Data items
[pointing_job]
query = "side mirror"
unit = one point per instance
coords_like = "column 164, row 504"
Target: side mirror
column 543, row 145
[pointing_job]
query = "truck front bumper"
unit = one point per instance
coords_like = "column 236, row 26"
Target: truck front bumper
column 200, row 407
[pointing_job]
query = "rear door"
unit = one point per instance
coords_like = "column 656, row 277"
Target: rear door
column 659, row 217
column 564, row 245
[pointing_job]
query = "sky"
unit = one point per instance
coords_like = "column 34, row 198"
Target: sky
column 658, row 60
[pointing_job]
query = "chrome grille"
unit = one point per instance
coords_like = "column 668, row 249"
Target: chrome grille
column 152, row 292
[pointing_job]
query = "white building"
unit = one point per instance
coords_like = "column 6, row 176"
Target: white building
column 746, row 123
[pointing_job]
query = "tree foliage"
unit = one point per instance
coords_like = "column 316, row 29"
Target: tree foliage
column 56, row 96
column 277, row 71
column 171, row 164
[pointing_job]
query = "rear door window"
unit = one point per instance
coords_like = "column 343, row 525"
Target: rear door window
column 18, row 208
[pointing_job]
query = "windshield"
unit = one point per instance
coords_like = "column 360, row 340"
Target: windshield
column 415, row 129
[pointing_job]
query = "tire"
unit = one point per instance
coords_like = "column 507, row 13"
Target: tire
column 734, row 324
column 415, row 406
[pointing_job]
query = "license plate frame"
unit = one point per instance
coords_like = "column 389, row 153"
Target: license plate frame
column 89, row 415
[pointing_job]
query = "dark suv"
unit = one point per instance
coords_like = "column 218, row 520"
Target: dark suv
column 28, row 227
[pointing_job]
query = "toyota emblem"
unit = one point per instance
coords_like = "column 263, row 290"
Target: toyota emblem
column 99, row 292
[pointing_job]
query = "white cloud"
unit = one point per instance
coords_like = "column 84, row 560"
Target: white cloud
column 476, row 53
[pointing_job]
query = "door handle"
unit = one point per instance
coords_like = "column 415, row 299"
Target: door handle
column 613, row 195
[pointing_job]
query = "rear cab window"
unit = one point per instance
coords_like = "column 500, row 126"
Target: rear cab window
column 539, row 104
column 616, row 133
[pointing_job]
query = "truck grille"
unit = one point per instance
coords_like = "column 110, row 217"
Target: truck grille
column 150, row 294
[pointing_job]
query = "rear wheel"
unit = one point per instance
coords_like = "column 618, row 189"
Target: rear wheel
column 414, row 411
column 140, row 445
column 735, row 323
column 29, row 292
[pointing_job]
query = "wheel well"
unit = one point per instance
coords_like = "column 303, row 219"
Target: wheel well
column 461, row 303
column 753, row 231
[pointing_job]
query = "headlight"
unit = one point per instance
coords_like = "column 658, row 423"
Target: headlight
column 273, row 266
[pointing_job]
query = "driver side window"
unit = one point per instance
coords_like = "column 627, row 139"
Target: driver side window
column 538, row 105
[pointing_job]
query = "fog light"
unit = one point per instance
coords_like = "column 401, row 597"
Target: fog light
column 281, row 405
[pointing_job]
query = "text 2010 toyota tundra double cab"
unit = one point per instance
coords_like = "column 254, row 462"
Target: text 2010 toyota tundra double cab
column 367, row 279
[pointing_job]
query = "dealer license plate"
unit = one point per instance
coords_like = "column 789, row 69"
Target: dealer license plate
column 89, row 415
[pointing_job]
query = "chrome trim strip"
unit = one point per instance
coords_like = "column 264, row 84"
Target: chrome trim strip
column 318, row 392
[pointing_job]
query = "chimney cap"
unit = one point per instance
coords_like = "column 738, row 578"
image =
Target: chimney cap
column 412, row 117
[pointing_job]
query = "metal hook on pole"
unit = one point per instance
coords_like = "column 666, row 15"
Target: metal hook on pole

● **Exercise instructions**: Return all the data above, unaltered and complete.

● **Task response**:
[pointing_job]
query = "side mirror"
unit = one point per instance
coords_like = "column 164, row 504"
Target: side mirror
column 543, row 145
[pointing_job]
query = "truck front bumper"
unit = one point per instance
coords_like = "column 236, row 26"
Target: truck front bumper
column 200, row 407
[pointing_job]
query = "rear door"
unit = one point per instance
coords_like = "column 656, row 277"
Target: rear door
column 659, row 217
column 564, row 245
[pointing_job]
query = "sky"
unit = one point per instance
coords_like = "column 34, row 198"
Target: sky
column 658, row 60
[pointing_job]
query = "chrome grille"
unit = one point per instance
coords_like = "column 668, row 249"
Target: chrome grille
column 152, row 292
[pointing_job]
query = "white building"
unit = one point per instance
coords_like = "column 6, row 176"
Target: white building
column 746, row 123
[pointing_job]
query = "tree foliage"
unit = one point per instance
coords_like = "column 316, row 29"
Target: tree foliage
column 56, row 96
column 277, row 71
column 171, row 164
[pointing_job]
query = "rear door window"
unit = one point per instance
coords_like = "column 343, row 525"
Target: rear door window
column 18, row 208
[pointing_job]
query = "windshield"
unit = one point per instance
coords_like = "column 360, row 340"
Target: windshield
column 415, row 129
[pointing_job]
query = "tire"
unit = one point per instance
coords_like = "column 507, row 13"
Target: tire
column 734, row 324
column 415, row 406
[pointing_job]
query = "license plate frame"
unit = one point per instance
coords_like = "column 389, row 153"
Target: license plate frame
column 89, row 415
[pointing_job]
query = "dark suv"
unit = one point per instance
coords_like = "column 218, row 520"
Target: dark suv
column 28, row 227
[pointing_job]
query = "toyota emblem"
unit = one point per instance
coords_like = "column 263, row 290"
Target: toyota emblem
column 99, row 292
[pointing_job]
query = "white cloud"
unit = one point per instance
coords_like = "column 84, row 560"
Target: white cloud
column 476, row 53
[pointing_job]
query = "door handle"
unit = one point per instance
coords_like = "column 415, row 299"
Target: door handle
column 613, row 195
[pointing_job]
query = "rear cab window"
unit = one point per instance
coords_like = "column 500, row 126"
Target: rear cab window
column 539, row 104
column 616, row 133
[pointing_job]
query = "truck grille"
unit = one point per instance
coords_like = "column 110, row 217"
Target: truck grille
column 150, row 294
[pointing_job]
query = "rear wheel"
unit = one point per instance
coords_like = "column 618, row 189"
Target: rear wheel
column 414, row 411
column 140, row 445
column 735, row 323
column 29, row 292
[pointing_job]
query = "wheel well"
unit = one point per instance
coords_like = "column 303, row 219"
Target: wheel well
column 461, row 303
column 753, row 231
[pointing_job]
query = "headlight"
unit = one point per instance
coords_like = "column 658, row 423"
Target: headlight
column 273, row 266
[pointing_job]
query = "driver side window"
unit = one point per instance
coords_like = "column 627, row 139"
Target: driver side window
column 538, row 105
[pointing_job]
query = "fog light"
unit = one point per instance
coords_like = "column 401, row 597"
Target: fog light
column 281, row 405
[pointing_job]
query = "text 2010 toyota tundra double cab"
unit = one point per instance
coords_like = "column 254, row 462"
Target: text 2010 toyota tundra double cab
column 367, row 279
[pointing_job]
query = "dealer license plate"
unit = one point per instance
coords_like = "column 789, row 69"
Target: dealer license plate
column 89, row 415
[pointing_job]
query = "chrome trim strip"
unit = one point per instance
coords_like = "column 264, row 84"
Target: chrome trim strip
column 318, row 392
[pointing_job]
query = "chimney cap"
unit = one point per instance
coords_like = "column 738, row 578"
image =
Target: chimney cap
column 412, row 117
[pointing_job]
query = "metal hook on pole"
unit = one point per instance
coords_like = "column 666, row 15"
Target: metal hook on pole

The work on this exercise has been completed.